I guess it's Turing hard problem to generate warnings and errors. Even in
SQL one can do

select author as book_tittle from books;

and get things mixed up...


On Thu, May 6, 2010 at 2:21 PM, Scott Carey <[email protected]> wrote:

>
> On May 6, 2010, at 12:14 AM, Dmitriy Ryaboy wrote:
>
> > Does it surprise you that "select a as foo, b, d" return 3 columns?
> > You only gave one alias... this works the same way.
> >
> > It's the opposite that surprises me -- that if you load multi-column
> > data and only provide names for the first few columns, you can't
> > access the rest by ordinal.
> >
> > -D
> >
>
> If you have
>
> X: { a: int, b: int, c: int}
>
> Y = FOREACH X GENERATE a, b;
> does not leave 'c' in there as $2.  These aren't exactly the same, but it
> is where the confusion is coming from.
>
> The confusion is that FOREACH ... GENERATE is a projection operation, and
> in the case sited here it does not project and remove unreferenced fields.

> _Dataset excerpt_:

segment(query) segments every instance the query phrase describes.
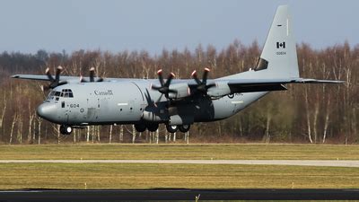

> _Stated task A_:
Can you rewrite the mailing-list excerpt between "and get things" and "the same way.", inclusive, swapping "alias" for "column name"?
> _Stated task B_:
Could you carry on the email thread about FOREACH ... GENERATE projections from the point where it stops?

> _Task response A_:
and get things mixed up...


On Thu, May 6, 2010 at 2:21 PM, Scott Carey <[email protected]> wrote:

>
> On May 6, 2010, at 12:14 AM, Dmitriy Ryaboy wrote:
>
> > Does it surprise you that "select a as foo, b, d" return 3 columns?
> > You only gave one column name... this works the same way.

> _Task response B_:
> To me, it is not surprising that FLATTEN on a tuple with an alias
> assignment doesn't remove unnamed fields, but it is somewhat surprising that
> the FOREACH ... GENERATE wrapping it doesn't.
>
> B1 = FOREACH A GENERATE id, FLATTEN(bad);
> B = FOREACH B1 GENERATE id, bad::a as a;
>
> works.
>
> At least in 0.5 the below inconsistently works: ('.' as a tuple dereference
> projection kills combiner optimization, and on occasion fails to run in much
> more complicated scenarios, so I avoid it).
> B = FOREACH A GENERATE id, bad.a as a;
>
>
>
> The confusion is that FOREACH ... GENERATE is the only supported means of
> projection, but it doesn't always project the fields listed.  In a FOREACH
> ... GENERATE the projection occurs _BEFORE_ alias assignment.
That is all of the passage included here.